• _Consegna_
Nel brano scelto, come si chiama lo Stato immaginario inventato da John Lennon?

------ Brano scelto

Non è vero. Questo è il momento di riproporre i vecchi ideali
dei figli dei fiori, questo è il momento per dare un'occasione
concreta alla pace.".
Sono
gli anni in cui i Beatles, pur essendo ufficialmente sciolti,
sono ancora (per dirla alla Lennon) "più famosi di Gesù
Cristo". E John e Yoko sono una coppia perennemente sulla
cresta dell'onda. Qualsiasi cosa facciano, è una notizia.
Persino quando si presentano, dentro a una busta, a una (per
così dire) improvvisata conferenza stampa. Suscitando le ire e
le proteste dei giornalisti. "Questa è arte" dice
Lennon, in tono evidentemente ironico "non dobbiamo
aggiungere altro".
Trasgressivo,
ribelle, sarcastico, pungente, John anche a distanza di tanti
anni traspare dalla pellicola di Leaf come personaggio dal
carisma formidabile. Basti vedere come reagisce, in uno dei
momenti più inquietanti del documentario, alle domande
incalzanti di una giornalista che lo accusa di non fare nulla di
concreto per un mondo migliore ma semplicemente di cercare
pubblicità a livello personale. Oppure, quando nel film si
ricordano alcune delle sue incredibili idee: il finanziamento di
75mila dollari a un gruppo pacifista che si proponeva di far
fallire la convention repubblicana a sostegno della
ricandidatura di Nixon alla Casa Bianca, o addirittura
l'invenzione di uno Stato immaginario, Nutopia (con tanto di
bandiera!), luogo senza terra né confini in cui non servivano
documenti d'identità.
John
Lennon, e non poteva essere altrimenti, è il soggetto
principale, la voce preminente, la presenza centrale e più
galvanizzante di tutto il documentario. Anche se, dobbiamo
confessarlo, dal lavoro di David Leaf esce secondo noi in modo
sorprendentemente positivo la figura di Yoko Ono. Sempre al
fianco di John, nonostante i fortissimi pregiudizi del mondo e
l'odio esplicito di tutti gli appassionati, Yoko (come
sottolinea Eva Leaf, moglie di David che l'ha conosciuta prima
che l'artista giapponese incontrasse l'ex Beatle) "è una
che ha certamente amato suo marito. Gli è sempre stata al
fianco, al di sopra di tutto e di tutti".

------------
------ Dati forniti

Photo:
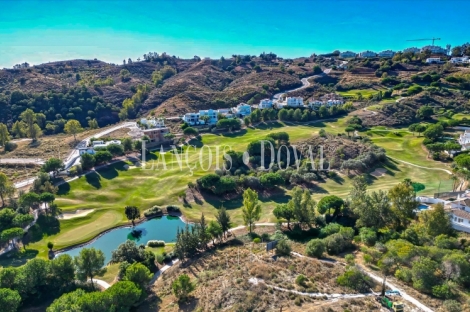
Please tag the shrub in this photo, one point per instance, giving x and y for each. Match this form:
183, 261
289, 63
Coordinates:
315, 248
301, 280
173, 209
155, 243
155, 211
283, 248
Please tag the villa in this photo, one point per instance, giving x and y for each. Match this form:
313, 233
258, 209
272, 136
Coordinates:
197, 118
347, 54
386, 54
459, 60
295, 102
242, 110
434, 60
412, 50
265, 104
367, 54
434, 49
152, 122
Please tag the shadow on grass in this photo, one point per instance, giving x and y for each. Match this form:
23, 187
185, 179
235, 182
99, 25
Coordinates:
234, 134
17, 258
93, 179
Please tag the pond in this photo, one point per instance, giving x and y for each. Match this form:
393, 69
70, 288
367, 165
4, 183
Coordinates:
163, 228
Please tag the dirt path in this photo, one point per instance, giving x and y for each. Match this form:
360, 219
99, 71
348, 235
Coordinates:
408, 163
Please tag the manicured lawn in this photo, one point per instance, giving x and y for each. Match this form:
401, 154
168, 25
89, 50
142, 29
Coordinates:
109, 190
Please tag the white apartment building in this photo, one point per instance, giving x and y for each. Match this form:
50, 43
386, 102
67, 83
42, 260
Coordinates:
434, 60
412, 50
295, 102
367, 54
242, 110
459, 60
434, 49
265, 104
347, 54
386, 54
153, 122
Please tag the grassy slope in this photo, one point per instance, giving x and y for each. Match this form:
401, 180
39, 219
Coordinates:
110, 190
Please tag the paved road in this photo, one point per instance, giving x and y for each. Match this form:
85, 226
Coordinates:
305, 84
405, 162
38, 161
73, 157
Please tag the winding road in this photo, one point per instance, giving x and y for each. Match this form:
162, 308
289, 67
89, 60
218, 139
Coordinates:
74, 156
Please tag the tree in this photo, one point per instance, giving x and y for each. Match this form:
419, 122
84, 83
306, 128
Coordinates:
315, 248
214, 230
89, 263
6, 187
127, 145
251, 210
132, 213
87, 161
190, 132
93, 124
403, 200
102, 157
373, 210
271, 180
436, 221
434, 132
10, 300
4, 135
423, 274
348, 130
52, 165
10, 234
30, 200
115, 149
284, 211
181, 287
73, 127
223, 219
63, 271
303, 205
138, 274
29, 118
330, 202
283, 248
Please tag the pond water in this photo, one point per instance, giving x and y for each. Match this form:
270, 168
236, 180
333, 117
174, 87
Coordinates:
163, 228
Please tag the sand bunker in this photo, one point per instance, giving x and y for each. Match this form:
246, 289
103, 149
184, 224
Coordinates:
76, 214
379, 172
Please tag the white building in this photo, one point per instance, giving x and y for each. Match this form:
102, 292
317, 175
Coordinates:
295, 102
386, 54
412, 50
194, 119
367, 54
434, 60
347, 54
434, 49
459, 60
153, 122
265, 104
242, 110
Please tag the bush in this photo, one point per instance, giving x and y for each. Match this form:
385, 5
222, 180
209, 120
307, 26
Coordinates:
172, 209
368, 236
301, 280
155, 243
315, 248
283, 248
155, 211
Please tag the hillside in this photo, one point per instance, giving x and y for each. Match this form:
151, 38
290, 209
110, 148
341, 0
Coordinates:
91, 89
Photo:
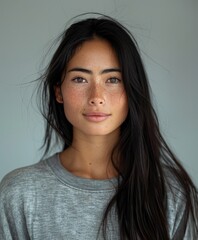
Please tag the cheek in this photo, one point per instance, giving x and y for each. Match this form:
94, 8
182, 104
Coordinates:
72, 100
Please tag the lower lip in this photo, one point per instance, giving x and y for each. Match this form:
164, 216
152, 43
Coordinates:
96, 118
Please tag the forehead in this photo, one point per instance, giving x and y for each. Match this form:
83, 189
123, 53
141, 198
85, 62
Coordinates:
94, 53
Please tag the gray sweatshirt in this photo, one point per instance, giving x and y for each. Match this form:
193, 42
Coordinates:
45, 201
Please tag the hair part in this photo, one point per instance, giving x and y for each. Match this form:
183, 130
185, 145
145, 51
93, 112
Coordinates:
142, 157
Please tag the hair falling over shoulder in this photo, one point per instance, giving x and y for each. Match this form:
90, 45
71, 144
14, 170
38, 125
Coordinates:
147, 168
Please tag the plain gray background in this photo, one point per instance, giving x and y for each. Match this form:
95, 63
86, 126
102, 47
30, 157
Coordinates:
167, 33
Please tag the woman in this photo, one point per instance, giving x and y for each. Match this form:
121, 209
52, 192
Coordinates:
115, 178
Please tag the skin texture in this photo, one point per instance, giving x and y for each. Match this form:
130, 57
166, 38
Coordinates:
95, 103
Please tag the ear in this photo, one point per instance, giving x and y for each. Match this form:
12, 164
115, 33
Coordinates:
58, 94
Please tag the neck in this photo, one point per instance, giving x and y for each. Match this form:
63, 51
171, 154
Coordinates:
90, 157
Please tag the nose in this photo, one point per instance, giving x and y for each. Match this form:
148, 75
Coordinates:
96, 96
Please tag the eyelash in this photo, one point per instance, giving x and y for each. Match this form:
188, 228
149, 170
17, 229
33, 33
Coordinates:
82, 80
114, 78
109, 80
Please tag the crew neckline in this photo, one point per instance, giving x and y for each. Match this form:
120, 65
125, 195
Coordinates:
79, 182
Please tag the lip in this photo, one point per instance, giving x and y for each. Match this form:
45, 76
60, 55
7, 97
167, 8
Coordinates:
96, 116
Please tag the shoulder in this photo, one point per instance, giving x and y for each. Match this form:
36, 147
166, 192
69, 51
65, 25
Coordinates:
25, 180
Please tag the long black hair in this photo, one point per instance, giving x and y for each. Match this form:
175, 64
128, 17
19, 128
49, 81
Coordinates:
147, 167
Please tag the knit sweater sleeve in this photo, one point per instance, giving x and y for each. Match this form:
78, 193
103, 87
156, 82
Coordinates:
14, 207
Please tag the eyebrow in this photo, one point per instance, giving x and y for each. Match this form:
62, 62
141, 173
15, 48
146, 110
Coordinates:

------------

• _Risposta all'esercizio_
Si chiama Nutopia.